▸ What the exercise asks
Rewrite the lines below as a JSON list of strings, one string per line, omitting any blank lines.
※ ※ ※
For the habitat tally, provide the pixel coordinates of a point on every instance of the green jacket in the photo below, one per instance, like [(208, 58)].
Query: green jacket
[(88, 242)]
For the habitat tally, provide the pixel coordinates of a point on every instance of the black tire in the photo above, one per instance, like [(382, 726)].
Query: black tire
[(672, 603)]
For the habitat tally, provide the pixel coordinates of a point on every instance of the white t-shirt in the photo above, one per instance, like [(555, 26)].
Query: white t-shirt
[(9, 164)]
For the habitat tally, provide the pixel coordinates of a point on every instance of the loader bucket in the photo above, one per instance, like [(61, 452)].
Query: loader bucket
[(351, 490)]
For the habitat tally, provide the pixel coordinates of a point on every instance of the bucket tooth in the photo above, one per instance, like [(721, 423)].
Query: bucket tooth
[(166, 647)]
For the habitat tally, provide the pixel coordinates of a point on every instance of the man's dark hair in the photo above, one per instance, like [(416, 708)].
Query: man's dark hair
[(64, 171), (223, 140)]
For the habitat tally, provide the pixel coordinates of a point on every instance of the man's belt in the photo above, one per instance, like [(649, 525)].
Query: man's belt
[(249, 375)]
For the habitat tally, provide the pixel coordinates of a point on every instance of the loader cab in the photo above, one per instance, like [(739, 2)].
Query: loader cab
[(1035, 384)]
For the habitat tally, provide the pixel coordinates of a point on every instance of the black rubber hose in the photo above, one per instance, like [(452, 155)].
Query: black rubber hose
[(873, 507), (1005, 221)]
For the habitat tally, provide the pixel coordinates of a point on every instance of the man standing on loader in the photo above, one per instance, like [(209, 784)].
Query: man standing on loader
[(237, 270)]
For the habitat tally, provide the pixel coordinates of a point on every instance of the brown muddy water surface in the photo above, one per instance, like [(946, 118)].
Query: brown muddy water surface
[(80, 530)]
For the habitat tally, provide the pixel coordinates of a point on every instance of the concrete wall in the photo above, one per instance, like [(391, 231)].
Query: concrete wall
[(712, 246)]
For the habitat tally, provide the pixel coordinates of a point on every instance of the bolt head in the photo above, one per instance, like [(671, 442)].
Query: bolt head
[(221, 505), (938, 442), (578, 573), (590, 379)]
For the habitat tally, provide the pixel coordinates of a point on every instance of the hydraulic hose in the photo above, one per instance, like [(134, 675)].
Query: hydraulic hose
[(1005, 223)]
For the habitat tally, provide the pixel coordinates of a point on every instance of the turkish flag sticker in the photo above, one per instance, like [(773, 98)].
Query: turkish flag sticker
※ ※ ※
▸ Correct response
[
  "For the habitat tally, provide the pixel coordinates of a point on every instance of the green jacket in the photo below, one per instance, like [(208, 58)].",
  "Query: green jacket",
  "[(88, 242)]",
  "For the habitat tally, provide the pixel coordinates of a point on every instance of the black tire in the photo above, one per instance, like [(382, 726)].",
  "Query: black tire",
  "[(672, 603)]",
  "For the habitat tally, provide the pixel coordinates of a point on every instance of the white t-shirt in the photo above, one per instance, like [(555, 26)].",
  "Query: white t-shirt",
  "[(9, 164)]",
  "For the habitat tally, provide the pixel coordinates of a point on every instance of the loader bucket in the photo above, one per instance, like [(61, 452)].",
  "Query: loader bucket",
  "[(351, 490)]",
  "For the habitat tally, provide the pixel coordinates of a point on every instance of the bucket tooth in the photo above, one per instance, like [(721, 423)].",
  "Query: bucket tooth",
  "[(166, 647)]",
  "For the habitat tally, provide the pixel coordinates of a point on every instance of the man's dark hair in the photo above, one per instance, like [(416, 708)].",
  "Query: man's dark hair",
  "[(64, 171), (223, 140)]",
  "For the habitat tally, provide the pixel coordinates of a point on every instance of the man's belt in the photo above, one per instance, like [(649, 525)].",
  "Query: man's belt",
  "[(249, 375)]",
  "For the habitat tally, provide the pixel coordinates of a point on every instance of the loader cab in the photo above, one per instance, like [(739, 2)].",
  "Query: loader cab",
  "[(1035, 384)]",
  "For the habitat tally, provide the pixel coordinates of a point on every instance of the black rubber hose in the photo above, one per instance, like [(452, 155)].",
  "Query: black rubber hose",
  "[(873, 507), (1005, 221)]",
  "For the habitat tally, provide the pixel coordinates of a point on every instance of the man standing on loader in the photo above, one per instance, like [(209, 784)].",
  "Query: man standing on loader",
  "[(237, 270)]",
  "For the habitat tally, provide the pixel coordinates of a point on every instance of the brown muddy water surface in the photo above, one per instance, like [(946, 118)].",
  "Query: brown muddy water surface",
  "[(80, 530)]",
  "For the habitat tally, provide the pixel coordinates of a point on every instance of the concrete wall in the photo above, one per instance, like [(391, 231)].",
  "Query: concrete wall",
  "[(712, 246)]",
  "For the habitat tally, provide the pixel coordinates of a point on every instance of the bolt head in the photo above, one per instance, like [(671, 442)].",
  "Query: bolt head",
  "[(221, 505), (938, 442), (578, 573), (590, 379)]",
  "For the habitat tally, provide the pixel coordinates of a point on every instance of the hydraulic hose in the photo above, one per instance, like [(134, 675)].",
  "Query: hydraulic hose",
  "[(1005, 223)]",
  "For the habitat tally, provide the pixel coordinates of a point on every instance of the turkish flag sticker in the photo above, one per instance, like [(773, 98)].",
  "Query: turkish flag sticker"
]